- **Short problem**
Collect every line in the items below that contains the string "building". The match is case-sensitive.

[START Supplied data]

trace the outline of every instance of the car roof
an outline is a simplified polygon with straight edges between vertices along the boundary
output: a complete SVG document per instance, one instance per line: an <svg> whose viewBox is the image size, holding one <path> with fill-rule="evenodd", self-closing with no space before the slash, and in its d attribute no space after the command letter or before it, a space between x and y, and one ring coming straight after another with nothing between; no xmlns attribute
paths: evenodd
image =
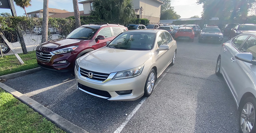
<svg viewBox="0 0 256 133"><path fill-rule="evenodd" d="M193 27L181 27L179 29L193 29Z"/></svg>

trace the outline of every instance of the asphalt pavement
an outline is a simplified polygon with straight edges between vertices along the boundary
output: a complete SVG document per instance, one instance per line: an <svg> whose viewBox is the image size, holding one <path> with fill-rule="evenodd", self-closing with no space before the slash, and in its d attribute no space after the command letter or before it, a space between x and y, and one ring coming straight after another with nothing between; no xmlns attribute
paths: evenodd
<svg viewBox="0 0 256 133"><path fill-rule="evenodd" d="M147 99L109 101L77 89L71 73L48 70L4 83L90 133L238 133L235 102L215 74L221 44L177 44L175 64Z"/></svg>

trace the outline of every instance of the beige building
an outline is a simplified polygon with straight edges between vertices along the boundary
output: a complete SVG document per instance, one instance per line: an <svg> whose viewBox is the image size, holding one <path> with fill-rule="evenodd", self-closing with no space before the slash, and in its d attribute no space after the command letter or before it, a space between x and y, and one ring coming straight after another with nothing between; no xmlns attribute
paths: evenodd
<svg viewBox="0 0 256 133"><path fill-rule="evenodd" d="M93 10L92 6L93 0L87 0L79 2L82 4L84 14L89 14L91 11ZM151 23L159 23L160 20L161 5L164 4L159 0L132 0L135 10L137 18L146 18L150 20ZM140 8L143 11L141 15Z"/></svg>
<svg viewBox="0 0 256 133"><path fill-rule="evenodd" d="M57 14L68 13L69 12L63 10L62 10L58 9L56 8L49 8L49 16L51 15ZM30 12L27 13L28 17L31 18L34 17L38 18L43 18L43 9L39 10L34 11L34 12Z"/></svg>

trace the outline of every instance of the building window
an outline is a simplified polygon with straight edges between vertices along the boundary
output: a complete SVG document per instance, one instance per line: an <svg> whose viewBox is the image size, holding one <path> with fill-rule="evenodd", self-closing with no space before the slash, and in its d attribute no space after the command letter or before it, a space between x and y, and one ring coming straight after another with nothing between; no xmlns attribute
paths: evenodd
<svg viewBox="0 0 256 133"><path fill-rule="evenodd" d="M90 5L91 6L91 11L93 10L93 2L91 2L90 3Z"/></svg>
<svg viewBox="0 0 256 133"><path fill-rule="evenodd" d="M36 13L36 17L38 18L40 18L40 14L39 13Z"/></svg>

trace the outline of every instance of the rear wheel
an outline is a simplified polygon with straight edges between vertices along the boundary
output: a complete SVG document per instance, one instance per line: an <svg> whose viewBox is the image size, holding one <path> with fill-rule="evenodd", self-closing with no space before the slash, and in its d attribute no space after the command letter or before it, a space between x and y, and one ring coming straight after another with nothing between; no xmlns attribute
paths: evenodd
<svg viewBox="0 0 256 133"><path fill-rule="evenodd" d="M144 88L144 96L148 97L151 95L155 86L155 83L156 79L156 72L154 69L150 70L146 81Z"/></svg>

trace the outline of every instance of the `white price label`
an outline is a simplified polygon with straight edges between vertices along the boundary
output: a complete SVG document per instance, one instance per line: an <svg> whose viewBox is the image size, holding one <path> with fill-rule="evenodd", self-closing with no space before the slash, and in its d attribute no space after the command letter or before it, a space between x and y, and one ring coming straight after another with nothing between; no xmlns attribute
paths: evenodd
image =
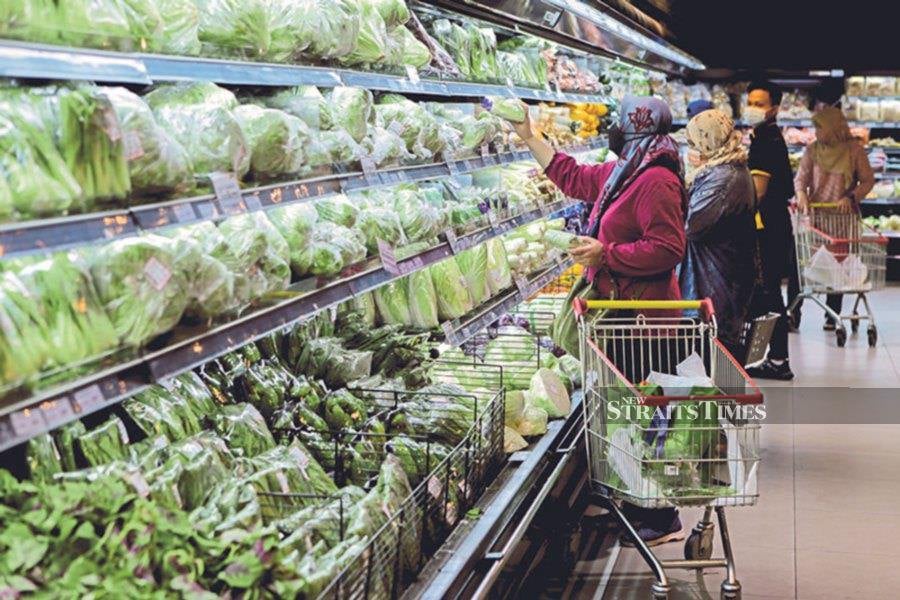
<svg viewBox="0 0 900 600"><path fill-rule="evenodd" d="M210 175L216 198L225 212L243 212L241 186L231 173L213 173Z"/></svg>
<svg viewBox="0 0 900 600"><path fill-rule="evenodd" d="M9 423L19 436L34 435L44 428L44 415L40 410L25 408L9 415Z"/></svg>
<svg viewBox="0 0 900 600"><path fill-rule="evenodd" d="M41 413L44 415L44 421L47 422L47 426L51 428L71 421L75 415L75 412L72 410L72 403L68 398L42 402Z"/></svg>
<svg viewBox="0 0 900 600"><path fill-rule="evenodd" d="M78 390L73 395L75 398L76 412L88 412L103 406L106 397L103 396L103 390L96 383L83 390Z"/></svg>
<svg viewBox="0 0 900 600"><path fill-rule="evenodd" d="M391 275L401 275L400 268L397 266L397 256L394 254L394 247L384 240L378 240L378 255L381 257L381 265L384 270Z"/></svg>
<svg viewBox="0 0 900 600"><path fill-rule="evenodd" d="M141 136L136 131L125 133L122 138L122 145L125 149L125 160L137 160L144 155L144 146L141 144Z"/></svg>
<svg viewBox="0 0 900 600"><path fill-rule="evenodd" d="M151 256L150 259L144 263L144 275L147 276L150 285L159 292L166 287L167 283L169 283L169 279L172 278L172 271L170 271L166 265L159 262L155 256Z"/></svg>

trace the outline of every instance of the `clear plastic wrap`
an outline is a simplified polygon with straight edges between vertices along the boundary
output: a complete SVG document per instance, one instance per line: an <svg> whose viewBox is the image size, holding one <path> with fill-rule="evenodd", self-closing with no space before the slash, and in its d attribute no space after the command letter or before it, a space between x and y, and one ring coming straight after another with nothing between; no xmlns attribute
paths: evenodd
<svg viewBox="0 0 900 600"><path fill-rule="evenodd" d="M184 146L159 126L138 95L122 87L102 88L125 140L125 158L136 194L184 193L194 185L193 165Z"/></svg>
<svg viewBox="0 0 900 600"><path fill-rule="evenodd" d="M141 346L169 331L190 302L178 244L147 234L116 240L91 256L97 293L123 344Z"/></svg>
<svg viewBox="0 0 900 600"><path fill-rule="evenodd" d="M276 108L243 104L234 116L250 144L250 170L257 179L296 175L304 167L310 133L306 123Z"/></svg>

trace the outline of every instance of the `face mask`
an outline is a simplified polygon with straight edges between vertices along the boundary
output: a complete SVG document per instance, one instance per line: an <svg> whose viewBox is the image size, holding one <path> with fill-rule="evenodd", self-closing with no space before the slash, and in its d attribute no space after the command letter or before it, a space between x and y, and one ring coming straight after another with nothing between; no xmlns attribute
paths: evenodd
<svg viewBox="0 0 900 600"><path fill-rule="evenodd" d="M748 125L756 127L766 120L766 110L758 106L745 106L744 120L747 121Z"/></svg>
<svg viewBox="0 0 900 600"><path fill-rule="evenodd" d="M616 156L621 155L625 149L625 132L618 125L609 128L609 149Z"/></svg>

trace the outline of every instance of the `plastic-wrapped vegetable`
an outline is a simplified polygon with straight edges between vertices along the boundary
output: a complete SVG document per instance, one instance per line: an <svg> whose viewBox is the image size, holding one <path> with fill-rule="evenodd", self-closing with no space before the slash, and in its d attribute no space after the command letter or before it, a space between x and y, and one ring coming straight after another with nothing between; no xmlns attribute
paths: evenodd
<svg viewBox="0 0 900 600"><path fill-rule="evenodd" d="M144 99L194 162L198 174L232 172L239 179L250 169L250 146L235 119L234 94L212 83L163 86Z"/></svg>
<svg viewBox="0 0 900 600"><path fill-rule="evenodd" d="M311 203L291 204L276 208L268 213L269 220L284 237L290 249L291 270L298 276L309 273L310 243L313 227L319 219L315 206Z"/></svg>
<svg viewBox="0 0 900 600"><path fill-rule="evenodd" d="M148 234L102 246L91 259L100 301L122 343L140 346L178 323L190 301L177 245Z"/></svg>
<svg viewBox="0 0 900 600"><path fill-rule="evenodd" d="M300 173L309 142L306 124L275 108L244 104L234 109L250 144L250 169L258 178Z"/></svg>
<svg viewBox="0 0 900 600"><path fill-rule="evenodd" d="M359 14L359 34L356 47L340 60L347 65L371 67L384 62L390 41L387 26L373 0L347 0Z"/></svg>
<svg viewBox="0 0 900 600"><path fill-rule="evenodd" d="M522 101L517 98L501 98L499 96L488 96L482 98L481 106L491 114L497 115L501 119L512 121L513 123L521 123L525 120L525 106Z"/></svg>
<svg viewBox="0 0 900 600"><path fill-rule="evenodd" d="M466 290L466 278L459 271L456 260L442 260L429 270L437 294L438 316L442 321L457 319L474 308Z"/></svg>
<svg viewBox="0 0 900 600"><path fill-rule="evenodd" d="M123 459L128 455L126 451L128 434L125 432L125 424L118 417L110 417L83 434L78 440L78 445L85 460L93 467Z"/></svg>
<svg viewBox="0 0 900 600"><path fill-rule="evenodd" d="M286 62L304 46L295 30L305 15L291 0L195 1L206 54Z"/></svg>
<svg viewBox="0 0 900 600"><path fill-rule="evenodd" d="M487 281L487 246L479 244L456 255L456 264L466 278L466 287L473 304L478 306L491 297L491 289Z"/></svg>
<svg viewBox="0 0 900 600"><path fill-rule="evenodd" d="M338 86L331 90L326 102L331 128L342 129L357 143L362 142L373 120L372 92Z"/></svg>
<svg viewBox="0 0 900 600"><path fill-rule="evenodd" d="M366 239L366 249L371 254L378 252L378 240L388 242L392 246L406 244L406 236L397 213L389 208L371 206L359 211L356 217L356 229Z"/></svg>
<svg viewBox="0 0 900 600"><path fill-rule="evenodd" d="M421 269L406 279L406 297L409 306L408 325L432 329L440 325L437 312L437 293L431 281L431 272Z"/></svg>
<svg viewBox="0 0 900 600"><path fill-rule="evenodd" d="M512 271L506 260L506 248L503 240L493 238L485 243L487 246L487 281L491 295L496 296L500 290L512 285Z"/></svg>
<svg viewBox="0 0 900 600"><path fill-rule="evenodd" d="M304 55L322 60L340 59L356 47L359 13L343 0L296 0L303 19L294 30Z"/></svg>
<svg viewBox="0 0 900 600"><path fill-rule="evenodd" d="M102 88L112 104L125 144L131 185L136 193L184 193L194 185L184 147L160 127L150 107L122 87Z"/></svg>
<svg viewBox="0 0 900 600"><path fill-rule="evenodd" d="M406 288L403 280L396 279L372 292L382 323L409 325L412 322Z"/></svg>

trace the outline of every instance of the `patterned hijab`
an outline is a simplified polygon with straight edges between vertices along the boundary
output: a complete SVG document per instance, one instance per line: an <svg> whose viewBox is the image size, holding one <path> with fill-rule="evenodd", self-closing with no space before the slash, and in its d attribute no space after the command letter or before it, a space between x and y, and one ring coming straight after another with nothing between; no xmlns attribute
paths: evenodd
<svg viewBox="0 0 900 600"><path fill-rule="evenodd" d="M853 183L853 155L850 146L853 136L847 119L840 109L827 106L813 115L816 141L809 145L812 158L826 173L840 173L844 185Z"/></svg>
<svg viewBox="0 0 900 600"><path fill-rule="evenodd" d="M687 176L689 186L697 175L710 167L747 162L741 132L735 131L734 121L720 110L705 110L691 119L687 139L691 148L700 153L699 166Z"/></svg>
<svg viewBox="0 0 900 600"><path fill-rule="evenodd" d="M665 102L651 96L625 96L618 124L625 136L625 147L600 190L597 202L601 218L619 193L649 167L666 167L684 179L678 144L668 135L672 113Z"/></svg>

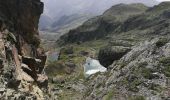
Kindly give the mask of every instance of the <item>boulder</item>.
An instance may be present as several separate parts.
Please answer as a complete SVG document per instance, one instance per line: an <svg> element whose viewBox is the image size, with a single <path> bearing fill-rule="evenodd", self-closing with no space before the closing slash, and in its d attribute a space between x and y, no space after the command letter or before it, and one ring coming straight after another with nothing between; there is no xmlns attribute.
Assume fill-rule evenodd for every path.
<svg viewBox="0 0 170 100"><path fill-rule="evenodd" d="M103 66L108 67L113 63L113 61L119 60L130 50L131 49L129 47L106 46L100 49L98 59Z"/></svg>

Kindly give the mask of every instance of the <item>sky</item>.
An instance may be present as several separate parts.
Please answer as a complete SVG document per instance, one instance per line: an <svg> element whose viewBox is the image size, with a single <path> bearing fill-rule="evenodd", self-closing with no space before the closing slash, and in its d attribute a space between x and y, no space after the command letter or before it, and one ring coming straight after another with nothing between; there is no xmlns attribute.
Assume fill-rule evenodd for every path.
<svg viewBox="0 0 170 100"><path fill-rule="evenodd" d="M153 6L161 1L170 0L42 0L45 4L44 15L60 18L72 14L100 15L111 6L119 3L144 3Z"/></svg>
<svg viewBox="0 0 170 100"><path fill-rule="evenodd" d="M170 1L170 0L156 0L158 2L163 2L163 1Z"/></svg>

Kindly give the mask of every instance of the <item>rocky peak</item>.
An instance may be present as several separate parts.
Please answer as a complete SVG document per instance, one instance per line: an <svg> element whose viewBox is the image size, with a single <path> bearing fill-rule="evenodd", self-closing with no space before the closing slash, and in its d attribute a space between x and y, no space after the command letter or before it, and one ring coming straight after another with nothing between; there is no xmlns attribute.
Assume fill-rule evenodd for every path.
<svg viewBox="0 0 170 100"><path fill-rule="evenodd" d="M40 0L0 0L0 99L45 99L46 56L38 33L43 5Z"/></svg>

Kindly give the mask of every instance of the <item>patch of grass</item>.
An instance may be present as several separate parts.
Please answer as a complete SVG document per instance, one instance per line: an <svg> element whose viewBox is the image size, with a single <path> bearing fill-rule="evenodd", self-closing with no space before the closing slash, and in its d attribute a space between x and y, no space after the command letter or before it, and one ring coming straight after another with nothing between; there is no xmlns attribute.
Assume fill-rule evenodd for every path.
<svg viewBox="0 0 170 100"><path fill-rule="evenodd" d="M152 76L152 69L150 68L142 68L142 76L146 79L152 79L153 76Z"/></svg>
<svg viewBox="0 0 170 100"><path fill-rule="evenodd" d="M128 100L145 100L145 97L144 96L140 96L140 95L131 96L131 97L128 98Z"/></svg>
<svg viewBox="0 0 170 100"><path fill-rule="evenodd" d="M116 94L115 90L111 90L104 96L104 100L113 100L113 96Z"/></svg>
<svg viewBox="0 0 170 100"><path fill-rule="evenodd" d="M132 92L138 92L139 88L137 86L139 86L141 83L142 82L138 78L135 78L132 82L129 82L128 90Z"/></svg>
<svg viewBox="0 0 170 100"><path fill-rule="evenodd" d="M164 66L162 72L165 76L170 77L170 57L162 57L159 62Z"/></svg>
<svg viewBox="0 0 170 100"><path fill-rule="evenodd" d="M154 84L154 83L151 83L148 88L151 90L157 91L157 92L162 91L162 87L160 85Z"/></svg>
<svg viewBox="0 0 170 100"><path fill-rule="evenodd" d="M156 46L157 47L162 47L164 46L166 43L168 43L168 39L167 38L160 38L157 42L156 42Z"/></svg>

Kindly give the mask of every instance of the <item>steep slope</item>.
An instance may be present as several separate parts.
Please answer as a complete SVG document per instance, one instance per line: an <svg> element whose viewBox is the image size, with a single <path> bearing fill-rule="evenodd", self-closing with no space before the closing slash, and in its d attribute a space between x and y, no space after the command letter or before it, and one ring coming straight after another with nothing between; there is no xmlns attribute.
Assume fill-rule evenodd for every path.
<svg viewBox="0 0 170 100"><path fill-rule="evenodd" d="M0 99L43 100L48 78L39 48L40 0L0 0Z"/></svg>
<svg viewBox="0 0 170 100"><path fill-rule="evenodd" d="M133 15L138 15L148 7L143 4L119 4L111 7L103 15L86 21L77 29L70 30L58 41L62 43L84 42L99 39L118 30L122 22Z"/></svg>
<svg viewBox="0 0 170 100"><path fill-rule="evenodd" d="M86 79L76 74L64 80L62 88L59 88L62 92L58 93L61 100L169 99L170 3L163 2L131 16L128 16L128 9L123 9L123 13L118 10L106 11L108 14L105 19L103 15L90 19L58 41L66 44L63 48L71 52L67 56L61 49L59 61L65 63L76 59L76 64L81 65L83 57L92 57L99 59L108 69L106 73L97 73ZM117 13L123 16L115 15ZM100 22L102 18L107 24ZM117 23L120 24L116 28L108 29L106 26ZM100 31L94 31L96 29ZM105 32L106 29L109 33ZM102 36L98 37L100 32ZM81 73L82 70L78 71Z"/></svg>
<svg viewBox="0 0 170 100"><path fill-rule="evenodd" d="M40 23L39 23L39 30L44 31L46 30L53 22L53 19L50 18L49 16L43 14L41 15L40 18Z"/></svg>

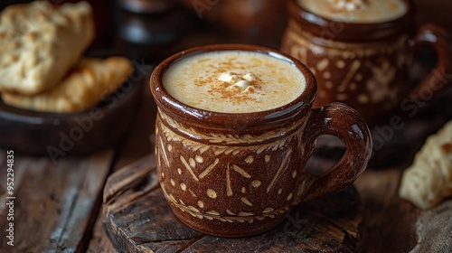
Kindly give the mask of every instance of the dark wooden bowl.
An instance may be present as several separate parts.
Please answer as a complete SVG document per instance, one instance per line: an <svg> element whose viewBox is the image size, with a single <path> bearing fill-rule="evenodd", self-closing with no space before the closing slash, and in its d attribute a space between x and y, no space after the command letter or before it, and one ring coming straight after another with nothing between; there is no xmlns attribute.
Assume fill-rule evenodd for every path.
<svg viewBox="0 0 452 253"><path fill-rule="evenodd" d="M79 113L17 108L0 99L0 147L25 155L88 155L111 146L136 118L143 81L127 80L97 106Z"/></svg>

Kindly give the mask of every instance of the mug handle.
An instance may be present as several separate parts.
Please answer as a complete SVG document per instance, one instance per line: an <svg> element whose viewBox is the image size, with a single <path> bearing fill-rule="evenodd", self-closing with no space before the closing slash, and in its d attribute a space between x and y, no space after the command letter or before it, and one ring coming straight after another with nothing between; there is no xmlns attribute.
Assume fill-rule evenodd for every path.
<svg viewBox="0 0 452 253"><path fill-rule="evenodd" d="M448 32L434 23L423 24L410 44L411 59L415 50L421 45L433 47L438 54L438 63L430 73L411 89L411 94L418 97L422 96L420 93L424 89L428 89L430 92L441 89L447 83L447 71L452 70L452 38Z"/></svg>
<svg viewBox="0 0 452 253"><path fill-rule="evenodd" d="M335 192L353 183L366 168L372 154L367 124L356 110L343 103L311 108L306 124L304 142L307 150L314 150L316 138L322 135L338 137L346 150L334 166L321 175L313 175L314 181L300 196L301 201Z"/></svg>

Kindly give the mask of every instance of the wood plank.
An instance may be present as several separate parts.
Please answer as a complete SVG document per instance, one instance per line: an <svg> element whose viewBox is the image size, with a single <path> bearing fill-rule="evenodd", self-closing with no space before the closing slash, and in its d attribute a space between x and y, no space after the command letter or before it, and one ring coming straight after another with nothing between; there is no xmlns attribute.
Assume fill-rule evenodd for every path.
<svg viewBox="0 0 452 253"><path fill-rule="evenodd" d="M268 232L218 238L177 220L158 186L155 161L150 156L114 173L104 189L104 226L119 252L353 252L357 248L362 217L353 187L296 207Z"/></svg>
<svg viewBox="0 0 452 253"><path fill-rule="evenodd" d="M0 171L5 172L5 151L0 152ZM86 157L65 157L56 164L48 157L14 155L14 175L18 175L14 192L14 246L2 239L2 248L8 252L83 251L112 158L112 150ZM5 176L4 173L0 175L2 189ZM5 200L5 194L0 192L0 200ZM6 227L6 212L2 205L2 228Z"/></svg>
<svg viewBox="0 0 452 253"><path fill-rule="evenodd" d="M419 210L398 196L401 168L367 170L355 186L363 200L360 252L408 252L416 243Z"/></svg>

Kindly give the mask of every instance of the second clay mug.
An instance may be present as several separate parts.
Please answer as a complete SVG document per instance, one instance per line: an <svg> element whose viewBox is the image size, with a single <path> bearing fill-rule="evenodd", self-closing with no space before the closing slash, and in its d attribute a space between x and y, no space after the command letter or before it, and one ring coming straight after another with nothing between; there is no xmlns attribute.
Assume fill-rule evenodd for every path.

[END Supplied data]

- **Exercise output**
trace the outline of every instance of the beige building
trace the outline of every instance of the building window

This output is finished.